» **TASK INSTRUCTIONS**: Can you write out every line of the records below exactly as they stand, but leave out the pictures?

[Region labeling records]
=====

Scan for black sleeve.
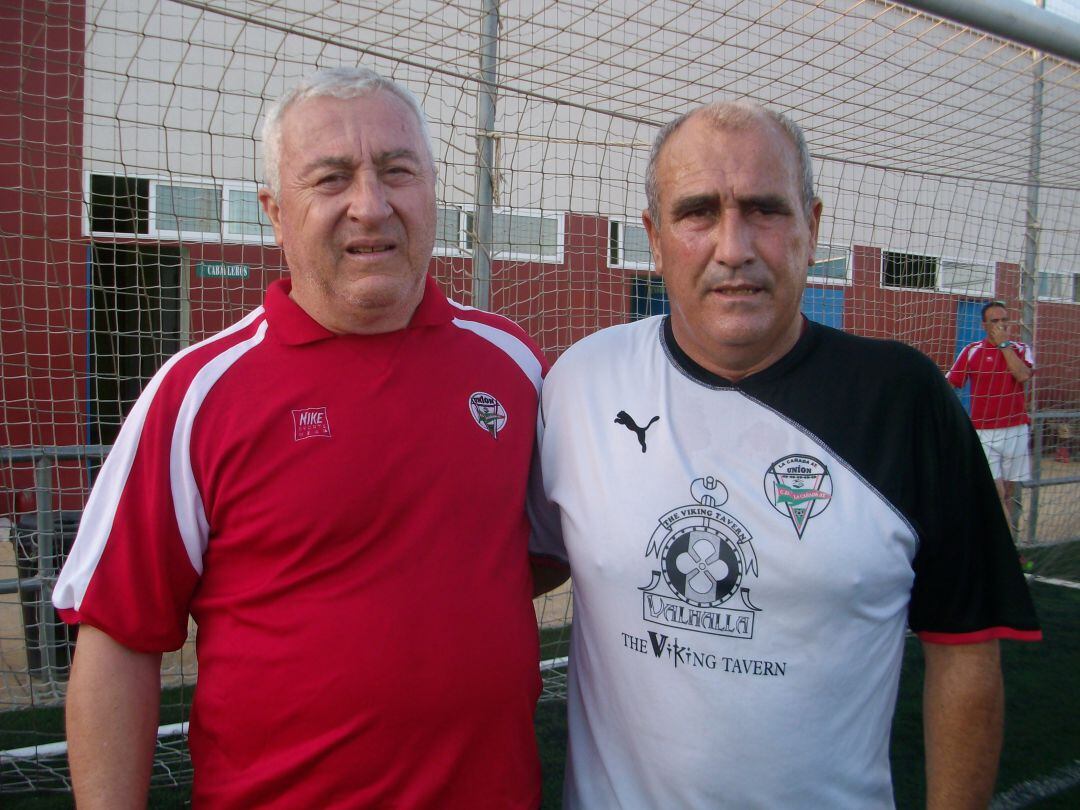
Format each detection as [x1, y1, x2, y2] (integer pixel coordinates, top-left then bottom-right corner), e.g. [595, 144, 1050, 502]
[908, 359, 1040, 644]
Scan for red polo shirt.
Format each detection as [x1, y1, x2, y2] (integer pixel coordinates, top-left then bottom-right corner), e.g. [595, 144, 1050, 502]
[948, 340, 1035, 430]
[54, 279, 544, 810]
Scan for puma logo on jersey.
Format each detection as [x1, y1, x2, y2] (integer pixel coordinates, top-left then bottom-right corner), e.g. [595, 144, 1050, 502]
[615, 410, 660, 453]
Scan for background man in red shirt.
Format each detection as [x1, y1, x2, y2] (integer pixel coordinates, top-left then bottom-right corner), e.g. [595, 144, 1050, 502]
[948, 301, 1035, 532]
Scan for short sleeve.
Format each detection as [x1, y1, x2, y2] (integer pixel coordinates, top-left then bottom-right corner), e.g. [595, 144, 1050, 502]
[908, 374, 1041, 644]
[53, 359, 205, 652]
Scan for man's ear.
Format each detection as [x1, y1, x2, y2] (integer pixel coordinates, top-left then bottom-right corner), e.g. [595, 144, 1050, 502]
[807, 197, 825, 266]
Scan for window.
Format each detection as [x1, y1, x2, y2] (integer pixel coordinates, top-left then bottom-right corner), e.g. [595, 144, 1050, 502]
[455, 208, 563, 264]
[608, 219, 652, 270]
[1038, 273, 1080, 303]
[225, 186, 273, 241]
[809, 245, 851, 281]
[939, 259, 994, 298]
[87, 174, 150, 235]
[86, 174, 273, 242]
[881, 251, 937, 289]
[435, 205, 470, 255]
[152, 181, 221, 237]
[491, 210, 563, 262]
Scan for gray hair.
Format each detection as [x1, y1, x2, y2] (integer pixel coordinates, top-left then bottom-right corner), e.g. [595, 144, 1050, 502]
[645, 100, 815, 225]
[262, 67, 435, 197]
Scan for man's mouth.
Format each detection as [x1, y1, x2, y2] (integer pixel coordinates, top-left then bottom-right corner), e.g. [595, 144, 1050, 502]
[713, 286, 764, 297]
[345, 245, 394, 256]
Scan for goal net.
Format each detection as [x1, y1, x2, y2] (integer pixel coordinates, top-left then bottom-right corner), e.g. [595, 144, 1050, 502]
[0, 0, 1080, 791]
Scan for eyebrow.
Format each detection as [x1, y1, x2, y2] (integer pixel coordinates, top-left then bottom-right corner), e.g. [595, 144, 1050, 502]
[303, 149, 422, 180]
[672, 193, 792, 216]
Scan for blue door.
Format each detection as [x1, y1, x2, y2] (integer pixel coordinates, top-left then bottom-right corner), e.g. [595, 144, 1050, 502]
[802, 287, 843, 329]
[953, 300, 983, 414]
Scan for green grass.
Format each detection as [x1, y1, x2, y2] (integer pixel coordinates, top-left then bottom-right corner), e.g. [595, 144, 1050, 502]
[0, 582, 1080, 810]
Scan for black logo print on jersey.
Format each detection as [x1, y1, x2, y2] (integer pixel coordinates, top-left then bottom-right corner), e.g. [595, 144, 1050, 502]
[615, 410, 660, 453]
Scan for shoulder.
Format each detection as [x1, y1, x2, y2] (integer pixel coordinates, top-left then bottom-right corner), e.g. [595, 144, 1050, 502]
[446, 298, 548, 389]
[143, 307, 267, 408]
[812, 324, 941, 379]
[552, 315, 664, 375]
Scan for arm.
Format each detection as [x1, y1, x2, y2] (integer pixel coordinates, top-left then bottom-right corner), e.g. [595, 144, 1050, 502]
[67, 624, 161, 810]
[529, 557, 570, 599]
[922, 640, 1004, 810]
[998, 346, 1034, 386]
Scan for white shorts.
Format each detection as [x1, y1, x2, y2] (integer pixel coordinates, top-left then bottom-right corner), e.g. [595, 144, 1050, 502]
[975, 424, 1031, 481]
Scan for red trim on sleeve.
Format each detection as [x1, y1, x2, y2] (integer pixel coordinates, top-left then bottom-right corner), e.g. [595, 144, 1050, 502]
[915, 627, 1042, 644]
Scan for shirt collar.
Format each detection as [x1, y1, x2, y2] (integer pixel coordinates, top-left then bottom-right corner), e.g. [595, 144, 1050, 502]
[264, 274, 454, 346]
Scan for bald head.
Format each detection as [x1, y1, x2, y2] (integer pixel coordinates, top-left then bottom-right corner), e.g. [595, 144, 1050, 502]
[645, 100, 815, 224]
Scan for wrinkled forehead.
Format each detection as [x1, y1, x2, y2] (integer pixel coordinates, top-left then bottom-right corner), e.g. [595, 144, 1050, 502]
[282, 87, 431, 158]
[657, 109, 799, 197]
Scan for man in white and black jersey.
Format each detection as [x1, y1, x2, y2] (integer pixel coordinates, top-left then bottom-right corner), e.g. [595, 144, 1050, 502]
[531, 103, 1041, 810]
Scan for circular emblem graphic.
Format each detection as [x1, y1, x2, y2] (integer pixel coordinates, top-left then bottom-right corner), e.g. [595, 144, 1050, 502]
[662, 527, 743, 607]
[469, 391, 507, 438]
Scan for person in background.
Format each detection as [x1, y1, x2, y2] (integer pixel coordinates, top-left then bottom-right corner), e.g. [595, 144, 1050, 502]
[947, 301, 1035, 534]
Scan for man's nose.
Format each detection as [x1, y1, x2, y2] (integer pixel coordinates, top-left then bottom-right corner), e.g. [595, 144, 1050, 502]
[348, 172, 391, 224]
[713, 211, 754, 267]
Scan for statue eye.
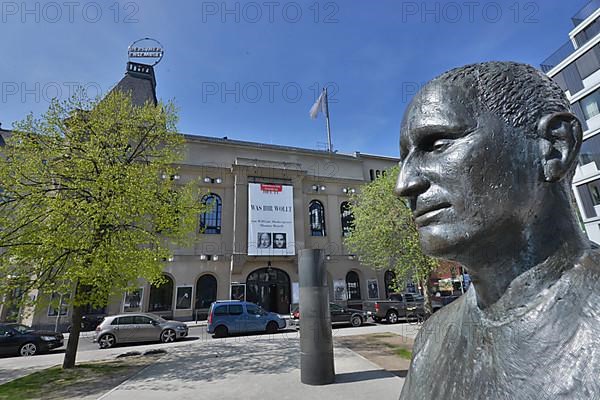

=====

» **TASK RESULT**:
Scan for black sleeve.
Format each detection as [x1, y1, x2, y2] (integer pixel coordinates, top-left then bottom-right corner), e.g. [595, 144, 1050, 502]
[908, 359, 1040, 644]
Scan for red polo shirt.
Format each detection as [x1, y1, x2, y2] (integer pixel coordinates, top-left then bottom-right corner), e.g. [595, 144, 1050, 502]
[948, 340, 1035, 430]
[54, 279, 544, 810]
Scan for puma logo on jersey.
Format each detection as [x1, y1, x2, y2] (integer pixel coordinates, top-left then bottom-right corner), e.g. [595, 144, 1050, 502]
[615, 410, 660, 453]
Scan for background man in red shirt.
Format each detection as [x1, y1, x2, y2] (integer pixel coordinates, top-left then bottom-right corner), e.g. [595, 144, 1050, 502]
[948, 301, 1035, 532]
Scan for short sleeve.
Format each detection as [x1, y1, x2, y2] (integer pixel coordinates, top-left then bottom-right corner), e.g. [595, 144, 1050, 502]
[908, 374, 1041, 644]
[53, 359, 205, 652]
Scan for man's ear.
Format each detection as [x1, y1, x2, y2] (integer pixel coordinates, top-left then bottom-right corner), e.g. [595, 144, 1050, 502]
[807, 197, 825, 266]
Scan for window.
Format each detection as [x1, y1, x2, y2] (integer pixel coordinates, top-left then bottom-right corner), e.g. [595, 144, 1050, 502]
[455, 208, 563, 264]
[608, 219, 652, 270]
[1038, 273, 1080, 303]
[225, 186, 273, 241]
[809, 245, 851, 281]
[939, 259, 994, 298]
[87, 174, 150, 235]
[86, 174, 273, 242]
[881, 251, 937, 289]
[435, 205, 470, 255]
[152, 181, 221, 237]
[491, 210, 563, 262]
Scan for gray hair.
Format each detection as [x1, y1, x2, y2] (integer pixel coordinates, top-left then bottom-right corner), e.g. [595, 144, 1050, 502]
[645, 100, 815, 225]
[262, 67, 435, 197]
Scan for man's mouth.
Format each detection as [x1, y1, x2, y2] (integer pixel coordinates, top-left then bottom-right corner), e.g. [595, 144, 1050, 502]
[713, 286, 764, 297]
[345, 245, 394, 256]
Scan for goal net.
Format each detection as [x1, y1, x2, y2] (integer pixel coordinates, top-left then bottom-right corner), e.g. [595, 144, 1050, 502]
[0, 0, 1080, 791]
Scan for eyebrow.
Format each detection as [x1, y1, x2, y2] (integer pixel coordinates, top-left then bottom-right corner), e.g. [595, 144, 1050, 502]
[303, 149, 422, 180]
[672, 193, 792, 216]
Scan for blue door.
Format each detection as [x1, y1, x2, y2] (integer pixel coordinates, top-left then bottom-right corner), e.g. [595, 144, 1050, 502]
[802, 287, 843, 329]
[953, 300, 983, 414]
Scan for green grass.
Format each detection as [x1, y1, x2, y2] (integer pixel coordinates, top-left then bottom-right corner), e.g. [595, 144, 1050, 502]
[0, 582, 1080, 810]
Scan for black logo print on jersey.
Format each detection as [x1, y1, x2, y2] (integer pixel coordinates, top-left then bottom-right corner), e.g. [595, 144, 1050, 502]
[615, 410, 660, 453]
Scan for shoulder.
Format each detection as [x1, y1, x2, y2] (integer pixel coordinates, top-left then bottom-right corner), e.g. [595, 144, 1050, 502]
[446, 298, 548, 389]
[143, 307, 267, 408]
[812, 324, 941, 379]
[552, 315, 664, 375]
Scan for arm.
Format each detection as [x1, y1, x2, y2] (integer pixel coordinates, top-left then bottom-right corner), e.g. [595, 144, 1050, 502]
[67, 624, 161, 810]
[529, 557, 570, 599]
[922, 640, 1004, 810]
[998, 346, 1034, 386]
Scan for white shorts.
Format each detection as [x1, y1, x2, y2] (integer pixel coordinates, top-left then bottom-right corner), e.g. [595, 144, 1050, 502]
[975, 424, 1031, 481]
Scan for red trim on sleeve.
Format each detection as [x1, y1, x2, y2] (integer pixel coordinates, top-left then bottom-right corner), e.g. [595, 144, 1050, 502]
[915, 627, 1042, 644]
Scan for shirt collar.
Format each detection as [x1, y1, x2, y2] (integer pixel coordinates, top-left then bottom-right corner), e.g. [595, 144, 1050, 502]
[264, 274, 454, 346]
Scan for bald head.
Format each detection as [x1, y1, x2, y2] (integer pixel coordinates, top-left then bottom-right corner), e.g. [595, 144, 1050, 502]
[645, 100, 815, 224]
Scan for wrinkled forehead.
Format each detection as [x1, y1, x2, y2] (integer pixel coordinates, top-left then bottom-right corner), e.g. [595, 144, 1050, 502]
[282, 87, 431, 158]
[657, 109, 799, 197]
Scan for man in white and black jersey.
Format each detection as [x1, y1, x2, y2] (integer pixel coordinates, top-left then bottom-right corner), e.g. [595, 144, 1050, 502]
[531, 103, 1041, 810]
Scan for circular emblem graphic.
Format each detection as [x1, y1, x2, y2] (integer pixel coordinates, top-left then bottom-right corner), e.g. [595, 144, 1050, 502]
[662, 527, 743, 607]
[469, 391, 507, 438]
Scan for person in background.
Format each detection as [x1, y1, x2, y2] (integer pixel coordinates, top-left then bottom-right corner), e.g. [595, 144, 1050, 502]
[947, 301, 1035, 534]
Scan for man's nose.
Format each detection as [x1, y1, x2, y2] (integer pixel coordinates, top-left then bottom-right corner), e.g. [595, 144, 1050, 502]
[348, 172, 391, 224]
[713, 211, 754, 267]
Scan for statue eye.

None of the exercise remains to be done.